| Exercise details |
From the line containing "Corridor-survey task: point out each instance of the blue gazebo" through the last line of the entries below, repeat each line word for word and leave out the rest.

| Material provided |

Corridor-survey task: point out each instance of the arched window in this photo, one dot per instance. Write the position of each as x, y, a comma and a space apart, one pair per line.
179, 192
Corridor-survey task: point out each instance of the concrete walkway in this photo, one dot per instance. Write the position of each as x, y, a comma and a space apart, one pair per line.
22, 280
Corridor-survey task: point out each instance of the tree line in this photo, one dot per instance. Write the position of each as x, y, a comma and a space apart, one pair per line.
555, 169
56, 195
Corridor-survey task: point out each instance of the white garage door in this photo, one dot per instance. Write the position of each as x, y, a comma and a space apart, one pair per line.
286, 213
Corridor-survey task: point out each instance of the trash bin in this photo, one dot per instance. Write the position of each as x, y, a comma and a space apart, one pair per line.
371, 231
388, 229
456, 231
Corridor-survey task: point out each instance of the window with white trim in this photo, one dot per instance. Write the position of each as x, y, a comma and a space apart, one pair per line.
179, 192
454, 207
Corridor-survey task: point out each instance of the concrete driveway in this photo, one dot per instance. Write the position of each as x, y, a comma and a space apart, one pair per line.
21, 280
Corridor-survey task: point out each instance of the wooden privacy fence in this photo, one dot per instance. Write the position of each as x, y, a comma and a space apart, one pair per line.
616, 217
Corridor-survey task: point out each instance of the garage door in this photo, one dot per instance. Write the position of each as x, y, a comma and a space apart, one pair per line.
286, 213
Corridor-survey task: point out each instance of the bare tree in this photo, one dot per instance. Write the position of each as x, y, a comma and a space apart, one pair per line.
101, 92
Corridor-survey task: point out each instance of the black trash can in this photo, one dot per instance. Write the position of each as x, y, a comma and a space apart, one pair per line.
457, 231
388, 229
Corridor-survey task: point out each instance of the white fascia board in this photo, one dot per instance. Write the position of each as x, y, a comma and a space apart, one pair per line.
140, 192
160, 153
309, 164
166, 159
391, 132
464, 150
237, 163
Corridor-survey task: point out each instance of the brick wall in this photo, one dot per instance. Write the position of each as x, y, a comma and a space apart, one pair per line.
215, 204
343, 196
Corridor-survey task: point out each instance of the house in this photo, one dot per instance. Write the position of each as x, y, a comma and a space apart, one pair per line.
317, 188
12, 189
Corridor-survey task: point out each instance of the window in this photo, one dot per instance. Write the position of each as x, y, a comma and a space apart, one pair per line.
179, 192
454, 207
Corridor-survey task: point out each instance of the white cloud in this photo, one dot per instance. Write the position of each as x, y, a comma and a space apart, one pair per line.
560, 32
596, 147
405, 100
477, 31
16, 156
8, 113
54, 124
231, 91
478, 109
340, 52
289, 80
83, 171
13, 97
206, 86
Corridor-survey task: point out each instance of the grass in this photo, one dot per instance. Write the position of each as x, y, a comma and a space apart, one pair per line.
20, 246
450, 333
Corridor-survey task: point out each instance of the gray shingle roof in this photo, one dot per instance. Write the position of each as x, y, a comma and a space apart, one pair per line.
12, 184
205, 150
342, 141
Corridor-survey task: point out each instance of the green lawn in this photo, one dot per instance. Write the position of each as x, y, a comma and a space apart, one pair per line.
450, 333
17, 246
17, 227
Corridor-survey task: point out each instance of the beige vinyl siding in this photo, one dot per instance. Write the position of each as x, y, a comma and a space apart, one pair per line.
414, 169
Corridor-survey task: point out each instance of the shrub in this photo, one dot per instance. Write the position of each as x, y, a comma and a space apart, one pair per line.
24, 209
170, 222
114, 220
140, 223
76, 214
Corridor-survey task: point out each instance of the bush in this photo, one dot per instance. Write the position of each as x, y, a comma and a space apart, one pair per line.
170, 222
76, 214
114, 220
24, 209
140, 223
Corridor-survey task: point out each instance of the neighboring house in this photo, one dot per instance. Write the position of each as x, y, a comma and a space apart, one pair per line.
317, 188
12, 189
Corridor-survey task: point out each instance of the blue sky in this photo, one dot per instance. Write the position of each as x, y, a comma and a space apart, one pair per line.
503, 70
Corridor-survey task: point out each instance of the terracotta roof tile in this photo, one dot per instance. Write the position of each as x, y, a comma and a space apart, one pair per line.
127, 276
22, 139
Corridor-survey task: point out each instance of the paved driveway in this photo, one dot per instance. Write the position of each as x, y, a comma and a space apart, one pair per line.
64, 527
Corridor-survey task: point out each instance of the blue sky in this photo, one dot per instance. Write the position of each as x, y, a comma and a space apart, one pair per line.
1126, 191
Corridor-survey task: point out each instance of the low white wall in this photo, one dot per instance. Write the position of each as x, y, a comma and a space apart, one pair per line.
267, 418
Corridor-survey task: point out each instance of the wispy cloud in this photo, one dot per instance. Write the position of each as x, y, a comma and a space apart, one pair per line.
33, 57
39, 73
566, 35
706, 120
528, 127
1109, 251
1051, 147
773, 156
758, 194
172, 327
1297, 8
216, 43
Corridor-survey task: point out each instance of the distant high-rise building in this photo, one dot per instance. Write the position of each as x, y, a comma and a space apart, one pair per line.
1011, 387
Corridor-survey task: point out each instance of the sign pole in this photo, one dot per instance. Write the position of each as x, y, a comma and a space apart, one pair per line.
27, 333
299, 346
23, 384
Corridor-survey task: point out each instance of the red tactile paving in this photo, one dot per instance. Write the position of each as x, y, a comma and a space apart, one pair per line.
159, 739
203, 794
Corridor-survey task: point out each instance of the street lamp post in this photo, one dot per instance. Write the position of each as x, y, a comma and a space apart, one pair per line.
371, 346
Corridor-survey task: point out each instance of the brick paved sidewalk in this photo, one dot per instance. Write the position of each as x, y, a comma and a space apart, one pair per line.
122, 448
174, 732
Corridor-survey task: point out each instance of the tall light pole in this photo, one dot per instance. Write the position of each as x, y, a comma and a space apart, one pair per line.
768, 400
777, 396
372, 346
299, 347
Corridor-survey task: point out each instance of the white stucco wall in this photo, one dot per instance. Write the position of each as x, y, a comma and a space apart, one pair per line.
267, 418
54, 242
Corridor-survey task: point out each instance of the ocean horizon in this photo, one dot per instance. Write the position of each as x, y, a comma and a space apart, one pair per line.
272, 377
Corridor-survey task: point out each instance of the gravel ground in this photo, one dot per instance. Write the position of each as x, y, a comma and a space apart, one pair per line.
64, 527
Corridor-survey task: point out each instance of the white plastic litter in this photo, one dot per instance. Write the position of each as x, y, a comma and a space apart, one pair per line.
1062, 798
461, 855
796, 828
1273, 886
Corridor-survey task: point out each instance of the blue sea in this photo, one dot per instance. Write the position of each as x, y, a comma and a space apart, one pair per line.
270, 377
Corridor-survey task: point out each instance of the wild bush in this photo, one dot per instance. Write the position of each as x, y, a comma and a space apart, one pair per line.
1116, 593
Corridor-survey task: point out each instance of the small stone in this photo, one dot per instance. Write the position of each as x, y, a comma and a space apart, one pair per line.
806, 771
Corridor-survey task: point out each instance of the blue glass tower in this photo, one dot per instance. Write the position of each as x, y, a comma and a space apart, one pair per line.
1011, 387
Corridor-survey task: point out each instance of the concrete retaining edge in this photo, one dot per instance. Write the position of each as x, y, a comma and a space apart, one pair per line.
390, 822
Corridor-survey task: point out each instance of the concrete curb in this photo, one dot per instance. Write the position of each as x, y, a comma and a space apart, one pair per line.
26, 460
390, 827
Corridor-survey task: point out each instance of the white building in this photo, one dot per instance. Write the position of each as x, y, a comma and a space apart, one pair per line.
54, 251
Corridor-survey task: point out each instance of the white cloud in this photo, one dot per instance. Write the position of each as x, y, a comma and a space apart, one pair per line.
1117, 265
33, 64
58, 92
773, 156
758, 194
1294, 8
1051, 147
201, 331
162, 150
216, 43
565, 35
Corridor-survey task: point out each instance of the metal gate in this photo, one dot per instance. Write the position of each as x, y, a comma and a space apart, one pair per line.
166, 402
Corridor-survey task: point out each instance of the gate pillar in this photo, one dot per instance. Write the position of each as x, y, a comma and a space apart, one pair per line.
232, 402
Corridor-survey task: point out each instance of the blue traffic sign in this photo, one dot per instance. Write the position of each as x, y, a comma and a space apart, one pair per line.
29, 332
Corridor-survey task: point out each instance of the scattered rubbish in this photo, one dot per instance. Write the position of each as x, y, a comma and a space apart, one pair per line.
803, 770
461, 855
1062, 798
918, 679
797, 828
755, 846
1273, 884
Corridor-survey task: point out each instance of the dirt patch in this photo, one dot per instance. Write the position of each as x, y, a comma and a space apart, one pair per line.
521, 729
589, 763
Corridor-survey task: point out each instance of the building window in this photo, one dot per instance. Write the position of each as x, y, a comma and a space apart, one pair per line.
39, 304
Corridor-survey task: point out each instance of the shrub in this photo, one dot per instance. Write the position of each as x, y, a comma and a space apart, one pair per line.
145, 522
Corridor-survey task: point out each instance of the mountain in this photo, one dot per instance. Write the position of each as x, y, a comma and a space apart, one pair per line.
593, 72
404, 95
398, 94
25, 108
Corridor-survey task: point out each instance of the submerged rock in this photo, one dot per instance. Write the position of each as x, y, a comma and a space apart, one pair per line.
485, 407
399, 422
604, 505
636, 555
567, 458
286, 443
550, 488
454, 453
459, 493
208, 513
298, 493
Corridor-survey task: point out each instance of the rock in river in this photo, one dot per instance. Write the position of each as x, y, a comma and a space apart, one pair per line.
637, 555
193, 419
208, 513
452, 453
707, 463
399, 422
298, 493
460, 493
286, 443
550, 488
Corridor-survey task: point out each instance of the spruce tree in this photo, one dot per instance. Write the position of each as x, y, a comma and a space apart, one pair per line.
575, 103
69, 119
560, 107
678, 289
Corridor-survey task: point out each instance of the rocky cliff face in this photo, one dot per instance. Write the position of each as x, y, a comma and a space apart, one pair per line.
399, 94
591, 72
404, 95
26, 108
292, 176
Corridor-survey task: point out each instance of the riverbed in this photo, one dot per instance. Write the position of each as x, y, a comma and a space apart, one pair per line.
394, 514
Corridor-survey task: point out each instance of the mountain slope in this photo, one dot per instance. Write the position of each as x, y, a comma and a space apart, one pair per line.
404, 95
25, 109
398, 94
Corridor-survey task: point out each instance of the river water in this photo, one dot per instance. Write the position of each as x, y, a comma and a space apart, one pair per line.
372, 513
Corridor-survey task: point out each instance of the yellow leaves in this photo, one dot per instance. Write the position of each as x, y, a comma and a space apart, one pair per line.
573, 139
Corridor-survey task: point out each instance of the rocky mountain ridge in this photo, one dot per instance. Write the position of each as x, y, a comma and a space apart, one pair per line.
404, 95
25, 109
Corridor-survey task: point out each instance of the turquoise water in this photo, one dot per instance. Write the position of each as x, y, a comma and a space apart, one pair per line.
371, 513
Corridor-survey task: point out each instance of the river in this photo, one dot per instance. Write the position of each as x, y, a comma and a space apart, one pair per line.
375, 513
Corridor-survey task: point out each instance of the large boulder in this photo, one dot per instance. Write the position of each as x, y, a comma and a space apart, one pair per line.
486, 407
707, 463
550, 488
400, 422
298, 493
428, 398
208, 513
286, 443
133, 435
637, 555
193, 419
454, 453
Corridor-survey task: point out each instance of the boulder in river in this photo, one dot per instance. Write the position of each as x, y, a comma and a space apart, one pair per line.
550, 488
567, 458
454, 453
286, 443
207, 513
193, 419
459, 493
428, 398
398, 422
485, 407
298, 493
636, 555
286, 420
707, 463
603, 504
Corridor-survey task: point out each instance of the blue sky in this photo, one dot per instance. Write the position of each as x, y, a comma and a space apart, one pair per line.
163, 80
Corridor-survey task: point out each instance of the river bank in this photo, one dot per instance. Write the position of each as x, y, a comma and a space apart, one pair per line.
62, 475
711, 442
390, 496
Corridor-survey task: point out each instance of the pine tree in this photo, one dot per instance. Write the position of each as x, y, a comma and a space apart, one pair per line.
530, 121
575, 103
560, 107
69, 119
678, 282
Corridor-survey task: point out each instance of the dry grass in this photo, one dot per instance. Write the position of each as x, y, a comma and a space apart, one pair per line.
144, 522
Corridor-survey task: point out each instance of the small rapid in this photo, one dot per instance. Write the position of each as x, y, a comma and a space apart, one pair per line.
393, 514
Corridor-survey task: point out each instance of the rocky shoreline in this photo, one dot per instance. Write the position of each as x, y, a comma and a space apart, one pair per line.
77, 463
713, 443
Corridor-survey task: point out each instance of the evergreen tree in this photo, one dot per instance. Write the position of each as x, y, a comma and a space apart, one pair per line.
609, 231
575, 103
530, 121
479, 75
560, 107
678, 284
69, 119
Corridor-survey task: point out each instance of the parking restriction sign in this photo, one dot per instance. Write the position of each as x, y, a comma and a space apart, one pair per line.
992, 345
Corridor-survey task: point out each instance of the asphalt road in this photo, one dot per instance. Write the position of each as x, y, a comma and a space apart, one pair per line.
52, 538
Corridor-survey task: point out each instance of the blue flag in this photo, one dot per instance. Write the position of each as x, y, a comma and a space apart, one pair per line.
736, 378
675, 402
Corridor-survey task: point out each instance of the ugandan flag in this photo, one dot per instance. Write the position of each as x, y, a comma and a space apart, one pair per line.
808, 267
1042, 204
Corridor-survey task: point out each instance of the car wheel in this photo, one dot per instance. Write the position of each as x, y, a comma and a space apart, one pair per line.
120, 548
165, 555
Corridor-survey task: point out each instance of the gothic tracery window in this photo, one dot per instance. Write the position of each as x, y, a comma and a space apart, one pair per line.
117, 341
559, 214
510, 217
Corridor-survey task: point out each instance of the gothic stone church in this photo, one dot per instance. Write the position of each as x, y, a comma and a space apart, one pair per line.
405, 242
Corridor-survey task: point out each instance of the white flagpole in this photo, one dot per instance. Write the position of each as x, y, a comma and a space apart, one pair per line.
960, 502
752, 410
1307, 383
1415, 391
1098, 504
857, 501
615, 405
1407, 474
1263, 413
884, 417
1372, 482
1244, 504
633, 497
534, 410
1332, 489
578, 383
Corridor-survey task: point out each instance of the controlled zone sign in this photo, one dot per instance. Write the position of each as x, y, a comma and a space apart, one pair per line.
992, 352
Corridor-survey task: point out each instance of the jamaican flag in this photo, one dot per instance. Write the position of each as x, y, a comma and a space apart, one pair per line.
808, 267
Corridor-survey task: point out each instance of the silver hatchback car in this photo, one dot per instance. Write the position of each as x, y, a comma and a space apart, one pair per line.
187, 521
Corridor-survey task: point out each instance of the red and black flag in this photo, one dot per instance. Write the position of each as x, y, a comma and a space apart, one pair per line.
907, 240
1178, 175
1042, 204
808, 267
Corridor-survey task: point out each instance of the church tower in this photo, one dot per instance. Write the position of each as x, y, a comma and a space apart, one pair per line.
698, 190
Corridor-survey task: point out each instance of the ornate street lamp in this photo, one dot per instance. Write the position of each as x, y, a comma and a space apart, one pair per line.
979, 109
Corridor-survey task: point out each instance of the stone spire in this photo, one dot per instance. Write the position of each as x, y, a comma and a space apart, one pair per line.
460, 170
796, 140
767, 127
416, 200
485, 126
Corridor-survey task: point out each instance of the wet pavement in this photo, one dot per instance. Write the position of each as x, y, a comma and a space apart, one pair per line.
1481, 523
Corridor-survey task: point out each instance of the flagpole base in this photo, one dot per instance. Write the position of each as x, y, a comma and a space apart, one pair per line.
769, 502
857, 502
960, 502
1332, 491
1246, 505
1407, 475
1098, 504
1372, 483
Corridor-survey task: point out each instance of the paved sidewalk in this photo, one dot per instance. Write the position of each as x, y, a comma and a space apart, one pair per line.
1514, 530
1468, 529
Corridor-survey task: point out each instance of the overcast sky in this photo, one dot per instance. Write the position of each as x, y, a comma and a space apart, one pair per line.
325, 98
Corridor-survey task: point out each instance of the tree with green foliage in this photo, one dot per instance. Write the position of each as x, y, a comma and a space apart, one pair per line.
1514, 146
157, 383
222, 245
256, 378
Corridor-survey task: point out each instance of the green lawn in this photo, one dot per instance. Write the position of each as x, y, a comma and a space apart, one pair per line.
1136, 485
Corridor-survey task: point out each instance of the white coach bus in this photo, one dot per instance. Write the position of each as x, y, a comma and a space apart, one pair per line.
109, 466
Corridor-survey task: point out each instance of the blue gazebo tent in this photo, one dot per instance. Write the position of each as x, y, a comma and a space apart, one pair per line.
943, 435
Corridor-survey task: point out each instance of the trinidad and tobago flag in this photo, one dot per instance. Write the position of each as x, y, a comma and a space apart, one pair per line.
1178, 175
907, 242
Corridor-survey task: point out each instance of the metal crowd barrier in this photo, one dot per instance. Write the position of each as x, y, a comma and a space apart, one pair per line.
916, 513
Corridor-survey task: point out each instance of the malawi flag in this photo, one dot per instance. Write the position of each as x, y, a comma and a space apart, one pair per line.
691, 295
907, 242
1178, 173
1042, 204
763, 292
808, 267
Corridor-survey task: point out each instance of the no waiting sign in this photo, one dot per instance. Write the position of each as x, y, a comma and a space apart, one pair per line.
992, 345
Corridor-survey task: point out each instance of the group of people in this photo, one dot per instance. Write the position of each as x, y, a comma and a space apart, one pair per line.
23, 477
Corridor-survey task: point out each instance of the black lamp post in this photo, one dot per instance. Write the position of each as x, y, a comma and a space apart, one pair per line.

| Full solution |
Corridor-survey task: point out each instance of the blue gazebo tent in this photo, one dot per instance. Write the position of each as x, y, a comma and a space apart, one pair per line.
943, 435
Corridor-survey task: point out each instance of the trinidad and tobago flag in this photo, one dot per instance. Write the position of each as x, y, a comma and a space apart, one pair per line.
1178, 175
907, 242
Corridor-survey task: point out each instance of the metal crowd barrier in this photo, one dot per instance. Write the position of each as x, y, a comma and a space apart, one pair per line.
916, 513
Corridor-survey task: point out each instance of the malawi flag in this photo, one dot per instance. Write the position of each as x, y, a comma and a space apart, one pair per line.
691, 295
907, 242
1178, 173
1042, 204
763, 292
808, 267
Corridor-survey task: point out each instance of the no waiting sign in this photo, one dot per instance. Write the position of each as x, y, a comma and a space apart, one pair per line.
992, 345
Corridor-survey task: point out each instance of the group of people in this photo, one dot per instance. Write the position of each as x, y, a comma and a space apart, one pair per line.
23, 477
Corridor-survey task: point out each instance of the black lamp post in this photo, one dot per instance. Write the position of each as x, y, a comma and a space apart, one pair per line.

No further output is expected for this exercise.